#### Action item:
Reproduce verbatim the portion of the passage on Philosophical Midwifery that starts at "We have identified" and ends at "of the pathologos.".

#### Supplied text:
A demonstration of these claims is essential, the grounds for verification must be clear, and the understanding that leads to the realization that the mind is beneficent and intelligible will be set out clearly. Therefore, we will demonstrate that the problems we have we should have, that their solution is in our highest interest and with the freedom from these problems we can function on a higher and more personally significant level of existence. We will define the nature of man's problems in a new way and describe what these problems are like; we will trace their origins to things we learned and discover why we believed and accepted them as true.
We have identified and called the pathologos those false beliefs that are the source of a certain class of our problems because these beliefs are "sick" or false. Thus, a pathologos is a false belief, one that has been learned but not taught. It is a belief that has been accepted as true about oneself and one's reality, and since it is irreconcilable with the attainment of one's highest goals, it is the cause of much of the chaos experienced in our life.
Philosophical Midwifery is the method for discovering the nature, origin, maintenance, transmission and dissolution of the pathologos.
As part of our work, we set out to verify whether or not this philosophical method correlates with its implementation and follows the specified method of its dialectic. Also, to determine whether PMW uncovers false beliefs or the pathologos said to be the root cause of problems and whether supporting themes of the pathologos are contributing causes of problems both in regard to themselves and as they interrelate with other supporting themes. Also, to determine whether PMW surfaces psychological states and affective or emotionalized behavior as predicted. Further, to determine whether or not the supporting themes of the pathologos are found to have affective content, then the scores found with the supporting themes will be compared with those measuring the emotionalized behavior of the whole dialogue. And then to determine the basis upon which PMW prescribes and evaluates its dialogue sessions
Our conclusion to our validation study was found to reject the long-standing belief held in psychology that a purely rational psychotherapy or a purely rational cognitive method in principle is incapable of raising significant levels of emotionalized behavior and of being empirically verified.

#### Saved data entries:
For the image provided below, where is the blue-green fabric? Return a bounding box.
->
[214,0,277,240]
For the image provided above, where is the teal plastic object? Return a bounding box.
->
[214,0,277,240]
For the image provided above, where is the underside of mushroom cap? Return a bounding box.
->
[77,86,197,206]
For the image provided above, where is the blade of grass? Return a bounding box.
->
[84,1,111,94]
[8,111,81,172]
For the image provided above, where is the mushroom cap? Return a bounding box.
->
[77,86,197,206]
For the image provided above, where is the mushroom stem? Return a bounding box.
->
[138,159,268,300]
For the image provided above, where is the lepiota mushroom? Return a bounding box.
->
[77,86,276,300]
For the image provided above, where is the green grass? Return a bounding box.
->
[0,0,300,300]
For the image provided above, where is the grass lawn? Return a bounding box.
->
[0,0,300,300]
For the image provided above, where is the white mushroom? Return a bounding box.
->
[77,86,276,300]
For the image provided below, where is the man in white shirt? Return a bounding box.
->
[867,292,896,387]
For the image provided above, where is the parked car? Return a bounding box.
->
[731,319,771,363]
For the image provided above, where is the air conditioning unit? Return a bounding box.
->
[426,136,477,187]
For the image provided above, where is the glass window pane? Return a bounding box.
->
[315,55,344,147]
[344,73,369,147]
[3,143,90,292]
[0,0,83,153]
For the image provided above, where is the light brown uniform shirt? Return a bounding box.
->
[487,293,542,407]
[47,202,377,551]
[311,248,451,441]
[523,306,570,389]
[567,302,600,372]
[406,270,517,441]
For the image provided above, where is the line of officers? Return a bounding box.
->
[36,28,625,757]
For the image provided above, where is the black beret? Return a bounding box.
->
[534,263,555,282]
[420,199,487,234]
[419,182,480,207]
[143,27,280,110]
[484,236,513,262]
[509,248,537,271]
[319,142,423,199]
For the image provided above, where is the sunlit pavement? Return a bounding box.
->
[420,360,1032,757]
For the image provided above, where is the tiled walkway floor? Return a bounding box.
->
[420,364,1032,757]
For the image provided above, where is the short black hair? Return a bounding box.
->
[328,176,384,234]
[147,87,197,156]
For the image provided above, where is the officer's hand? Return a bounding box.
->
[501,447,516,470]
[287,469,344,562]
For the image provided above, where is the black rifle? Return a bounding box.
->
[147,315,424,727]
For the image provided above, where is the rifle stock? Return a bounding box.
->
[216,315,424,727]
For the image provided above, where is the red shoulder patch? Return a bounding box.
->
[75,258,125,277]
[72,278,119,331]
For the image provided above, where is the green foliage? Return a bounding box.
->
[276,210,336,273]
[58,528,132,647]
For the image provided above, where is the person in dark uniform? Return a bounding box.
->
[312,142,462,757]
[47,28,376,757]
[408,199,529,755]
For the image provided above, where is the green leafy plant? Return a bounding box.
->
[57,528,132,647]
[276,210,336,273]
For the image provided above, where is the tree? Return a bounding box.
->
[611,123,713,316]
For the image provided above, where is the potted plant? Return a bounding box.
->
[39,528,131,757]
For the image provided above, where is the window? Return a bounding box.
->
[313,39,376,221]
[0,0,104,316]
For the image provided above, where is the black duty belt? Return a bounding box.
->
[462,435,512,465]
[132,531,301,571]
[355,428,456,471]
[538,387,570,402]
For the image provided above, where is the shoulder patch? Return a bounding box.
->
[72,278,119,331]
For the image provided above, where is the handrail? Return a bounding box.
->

#### Written answer:
We have identified and called the pathologos those false beliefs that are the source of a certain class of our problems because these beliefs are "sick" or false. Thus, a pathologos is a false belief, one that has been learned but not taught. It is a belief that has been accepted as true about oneself and one's reality, and since it is irreconcilable with the attainment of one's highest goals, it is the cause of much of the chaos experienced in our life.
Philosophical Midwifery is the method for discovering the nature, origin, maintenance, transmission and dissolution of the pathologos.